[begin Extracted data]

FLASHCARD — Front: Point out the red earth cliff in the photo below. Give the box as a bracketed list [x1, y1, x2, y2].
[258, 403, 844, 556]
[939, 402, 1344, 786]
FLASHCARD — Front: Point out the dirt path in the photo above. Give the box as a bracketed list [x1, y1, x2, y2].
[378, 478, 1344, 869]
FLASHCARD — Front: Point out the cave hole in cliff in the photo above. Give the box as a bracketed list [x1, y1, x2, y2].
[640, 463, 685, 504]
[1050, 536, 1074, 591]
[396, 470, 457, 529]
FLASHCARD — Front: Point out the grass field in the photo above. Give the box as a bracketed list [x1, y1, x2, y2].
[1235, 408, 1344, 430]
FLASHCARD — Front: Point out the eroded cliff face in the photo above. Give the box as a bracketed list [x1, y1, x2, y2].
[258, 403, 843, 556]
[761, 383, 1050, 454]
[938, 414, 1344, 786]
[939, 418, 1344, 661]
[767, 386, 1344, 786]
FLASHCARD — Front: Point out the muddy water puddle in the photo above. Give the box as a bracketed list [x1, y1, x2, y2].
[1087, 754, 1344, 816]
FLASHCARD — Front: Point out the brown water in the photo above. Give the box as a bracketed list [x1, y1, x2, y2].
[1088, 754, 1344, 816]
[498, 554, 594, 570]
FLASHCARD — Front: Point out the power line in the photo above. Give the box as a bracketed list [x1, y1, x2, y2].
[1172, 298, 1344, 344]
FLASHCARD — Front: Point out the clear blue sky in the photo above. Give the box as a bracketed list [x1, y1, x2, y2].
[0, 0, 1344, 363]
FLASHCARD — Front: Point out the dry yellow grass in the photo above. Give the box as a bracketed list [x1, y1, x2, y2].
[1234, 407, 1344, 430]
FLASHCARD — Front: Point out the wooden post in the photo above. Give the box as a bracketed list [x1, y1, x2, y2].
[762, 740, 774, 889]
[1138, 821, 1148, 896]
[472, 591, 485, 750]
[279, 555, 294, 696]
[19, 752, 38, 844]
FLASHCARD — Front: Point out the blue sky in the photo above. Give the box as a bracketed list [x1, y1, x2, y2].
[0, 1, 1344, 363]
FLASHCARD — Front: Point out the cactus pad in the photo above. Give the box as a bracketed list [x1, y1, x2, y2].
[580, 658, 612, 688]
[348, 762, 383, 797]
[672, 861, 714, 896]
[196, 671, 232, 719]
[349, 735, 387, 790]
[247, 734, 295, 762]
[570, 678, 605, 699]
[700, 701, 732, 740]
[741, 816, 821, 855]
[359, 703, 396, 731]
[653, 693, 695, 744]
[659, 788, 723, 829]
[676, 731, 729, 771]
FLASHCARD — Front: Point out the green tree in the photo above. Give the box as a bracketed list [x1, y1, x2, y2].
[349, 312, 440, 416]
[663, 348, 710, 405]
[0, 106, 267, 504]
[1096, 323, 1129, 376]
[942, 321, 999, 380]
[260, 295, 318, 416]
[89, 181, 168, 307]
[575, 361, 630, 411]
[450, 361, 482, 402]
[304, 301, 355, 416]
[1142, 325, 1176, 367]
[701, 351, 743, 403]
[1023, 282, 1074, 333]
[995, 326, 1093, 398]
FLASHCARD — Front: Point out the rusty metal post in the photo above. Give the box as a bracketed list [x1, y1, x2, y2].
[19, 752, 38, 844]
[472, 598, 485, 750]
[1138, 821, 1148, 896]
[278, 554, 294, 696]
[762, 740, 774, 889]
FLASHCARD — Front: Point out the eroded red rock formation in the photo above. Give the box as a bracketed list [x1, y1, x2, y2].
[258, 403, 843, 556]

[end Extracted data]

Exercise prompt
Turn every line of the entries above into a numbered list, leaving out any blank lines.

Response for this exercise
1. FLASHCARD — Front: Point out the red earth cliff in the photo below. Give the box as a bracketed list [x1, y1, x2, y2].
2. [258, 403, 844, 556]
3. [939, 402, 1344, 786]
4. FLASHCARD — Front: Point out the dirt path in the photo above. Give the box as a bracketed list [x1, y1, x2, y2].
5. [378, 478, 1344, 869]
6. FLASHCARD — Front: Point out the cave hole in cliff in the photo above. Give the box as a bracketed list [x1, y1, x2, y2].
7. [640, 463, 685, 504]
8. [1050, 536, 1074, 591]
9. [396, 470, 457, 529]
10. FLASHCARD — Front: Point out the grass field in the photo above. Give the box as a bracketed list [x1, y1, x2, y2].
11. [1235, 408, 1344, 430]
12. FLASHCARD — Front: Point out the eroded cliff face in the photo above. Give the box as a bracketed list [x1, y1, x2, y2].
13. [258, 403, 843, 556]
14. [761, 383, 1050, 454]
15. [938, 414, 1344, 786]
16. [939, 418, 1344, 661]
17. [767, 386, 1344, 786]
18. FLASHCARD — Front: Point out the muddy water puddle in the photo above. Give the box as a bracketed list [x1, y1, x2, y2].
19. [1087, 754, 1344, 816]
20. FLASHCARD — Front: Point out the brown water in the photo above. Give the box as a bracketed list [x1, y1, x2, y2].
21. [1088, 754, 1344, 816]
22. [498, 554, 594, 570]
23. FLASHCARD — Front: Point out the power line in the photo above. Give the box as a bracketed list [x1, y1, x2, y2].
24. [1172, 298, 1344, 344]
25. FLASHCARD — Front: Point out the clear blue sky in the photo above. Give the box as a bracketed list [x1, y1, x2, y2].
26. [0, 0, 1344, 363]
27. FLASHCARD — Front: Point out the dry yellow grass in the photo above. Give the box as a bracketed list [x1, y1, x2, y2].
28. [1234, 407, 1344, 430]
29. FLASHCARD — Front: Point out the wooden post in the photo above. Give the box as a bracketed list [x1, y1, x2, y2].
30. [762, 740, 774, 889]
31. [1138, 821, 1148, 896]
32. [472, 591, 485, 750]
33. [279, 555, 294, 696]
34. [19, 752, 38, 844]
35. FLASHCARD — Front: Point out the blue sky in the photo above. Give the box as a bracketed list [x1, y1, x2, y2].
36. [0, 1, 1344, 363]
37. FLASHCARD — Front: Point out the cactus pad in the photo above. Give the box as a bracketed list [x1, y1, x2, y2].
38. [580, 658, 612, 688]
39. [348, 762, 383, 797]
40. [672, 861, 714, 896]
41. [196, 671, 232, 719]
42. [349, 735, 387, 790]
43. [247, 734, 295, 762]
44. [570, 678, 605, 699]
45. [700, 701, 732, 740]
46. [741, 816, 821, 855]
47. [359, 703, 396, 731]
48. [653, 693, 695, 744]
49. [659, 788, 723, 829]
50. [676, 731, 729, 771]
51. FLASHCARD — Front: Point out the green tree in the photo above. Give the box as a bracketed list [x1, y1, x2, y2].
52. [349, 312, 440, 416]
53. [663, 348, 710, 405]
54. [0, 106, 267, 504]
55. [1096, 323, 1129, 376]
56. [942, 321, 999, 380]
57. [260, 295, 318, 416]
58. [89, 181, 168, 307]
59. [575, 361, 630, 411]
60. [450, 361, 482, 402]
61. [304, 301, 355, 416]
62. [1142, 325, 1176, 367]
63. [701, 351, 743, 403]
64. [1023, 282, 1074, 333]
65. [995, 326, 1093, 398]
66. FLASHCARD — Front: Point out the rusty metal post in the photo above. Give the box as a bracketed list [x1, y1, x2, y2].
67. [19, 752, 38, 844]
68. [472, 598, 485, 750]
69. [1138, 821, 1148, 896]
70. [278, 554, 294, 696]
71. [762, 740, 774, 889]
72. FLASHCARD — Front: Point out the eroded red rock formation in the photo above. Give the box as a bracketed list [x1, y1, x2, y2].
73. [258, 403, 843, 556]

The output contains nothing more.